# Page excerpt
┄┄┄┄┄┄┄┄┄┄

New Delhi (CNN)Relative calm has been restored to the Indian city of Bangalore following the deaths of two men amid riots over an ongoing water dispute.

Prime Minister Narendra Modi appealed to protesters to exercise restraint and follow the law as a heavy paramilitary presence was deployed Wednesday. Protests began earlier this week over a water sharing deal between the Indian states of Karnataka and neighboring Tamil Nadu.
    One demonstrator was shot dead by police, Karnataka chief minister S Siddaramaiah said in a press conference Tuesday. Another died in hospital following injuries sustained from a fall while fleeing police during Monday's clashes.

    Protests after court ruling

    Tempers have been running high on Karnataka's streets since a September 5 Supreme Court ruling which ordered the state to release 15,000 cubic feet of water per second per day (cusecs) from its reservoirs to relieve drought-stricken farmers in Tamil Nadu.
    Millions of farmers in both states rely on water from the Cauvery River -- which originates in Karnataka and flows into Tamil Nadu before feeding into the Bay of Bengal -- for irrigation. As the monsoon rains wind down in southern India in September, sources of drinking water run short.

┄┄┄┄┄┄┄┄┄┄

# Dataset extract

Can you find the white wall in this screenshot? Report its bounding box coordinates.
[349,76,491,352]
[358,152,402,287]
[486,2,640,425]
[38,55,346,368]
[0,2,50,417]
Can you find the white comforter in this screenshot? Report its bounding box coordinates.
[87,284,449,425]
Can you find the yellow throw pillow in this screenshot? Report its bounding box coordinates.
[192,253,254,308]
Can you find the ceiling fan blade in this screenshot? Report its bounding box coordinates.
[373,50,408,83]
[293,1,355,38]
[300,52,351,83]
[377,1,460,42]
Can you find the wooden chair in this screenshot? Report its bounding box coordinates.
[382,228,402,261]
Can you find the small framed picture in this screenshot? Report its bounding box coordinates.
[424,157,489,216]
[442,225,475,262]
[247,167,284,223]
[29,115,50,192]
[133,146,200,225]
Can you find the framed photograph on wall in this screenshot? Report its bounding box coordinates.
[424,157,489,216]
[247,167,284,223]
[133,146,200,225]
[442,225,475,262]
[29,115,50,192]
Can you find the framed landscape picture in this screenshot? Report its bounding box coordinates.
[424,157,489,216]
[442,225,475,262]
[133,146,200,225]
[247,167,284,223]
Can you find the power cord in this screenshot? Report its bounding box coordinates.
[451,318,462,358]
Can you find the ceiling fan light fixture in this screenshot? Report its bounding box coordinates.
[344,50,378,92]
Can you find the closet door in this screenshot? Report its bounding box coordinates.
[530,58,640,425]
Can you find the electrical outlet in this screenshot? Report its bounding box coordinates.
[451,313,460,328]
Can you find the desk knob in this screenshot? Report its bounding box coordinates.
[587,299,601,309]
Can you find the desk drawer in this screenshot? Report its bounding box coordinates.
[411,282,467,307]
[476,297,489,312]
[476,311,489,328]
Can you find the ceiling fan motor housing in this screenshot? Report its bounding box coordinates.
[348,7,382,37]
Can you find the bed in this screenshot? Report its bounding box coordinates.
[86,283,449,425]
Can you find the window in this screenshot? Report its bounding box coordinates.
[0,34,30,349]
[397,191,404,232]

┄┄┄┄┄┄┄┄┄┄

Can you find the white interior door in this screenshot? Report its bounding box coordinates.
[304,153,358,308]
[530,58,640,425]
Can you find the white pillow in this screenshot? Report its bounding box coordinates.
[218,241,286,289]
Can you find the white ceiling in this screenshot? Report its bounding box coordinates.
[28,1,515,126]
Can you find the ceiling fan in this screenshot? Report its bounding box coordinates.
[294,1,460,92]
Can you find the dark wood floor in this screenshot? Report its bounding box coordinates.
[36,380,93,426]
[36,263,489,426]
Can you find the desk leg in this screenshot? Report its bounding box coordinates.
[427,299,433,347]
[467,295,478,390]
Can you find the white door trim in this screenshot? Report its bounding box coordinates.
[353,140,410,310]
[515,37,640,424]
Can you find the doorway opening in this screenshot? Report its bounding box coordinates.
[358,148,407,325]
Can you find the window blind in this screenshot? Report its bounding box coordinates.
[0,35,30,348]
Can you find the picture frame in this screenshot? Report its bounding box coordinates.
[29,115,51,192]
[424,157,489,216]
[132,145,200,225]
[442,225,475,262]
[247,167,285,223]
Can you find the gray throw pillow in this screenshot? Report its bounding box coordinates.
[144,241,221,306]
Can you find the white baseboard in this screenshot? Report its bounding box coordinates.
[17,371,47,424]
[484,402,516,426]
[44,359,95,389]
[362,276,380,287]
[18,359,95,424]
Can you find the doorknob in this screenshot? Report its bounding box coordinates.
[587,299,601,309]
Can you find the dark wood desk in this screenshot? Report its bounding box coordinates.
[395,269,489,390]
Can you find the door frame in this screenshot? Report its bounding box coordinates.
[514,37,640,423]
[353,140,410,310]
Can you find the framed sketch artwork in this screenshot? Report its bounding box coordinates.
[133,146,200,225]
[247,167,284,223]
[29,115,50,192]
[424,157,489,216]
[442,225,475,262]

┄┄┄┄┄┄┄┄┄┄

# Task instructions
1. Answer these questions from the news report on the Bangalore water riots:
(a) Who appealed to protesters to exercise restraint and follow the law?
(b) On what date did the Supreme Court issue the ruling that raised tempers in Karnataka?
(c) In which state does the Cauvery River originate?
2. According to the news report on the Bangalore water riots, why did the Supreme Court order Karnataka to release water from its reservoirs?

# Results by task
1.
(a) Prime Minister Narendra Modi
(b) September 5
(c) Karnataka

2. The Supreme Court ordered Karnataka to release 15,000 cusecs from its reservoirs to relieve drought-stricken farmers in Tamil Nadu.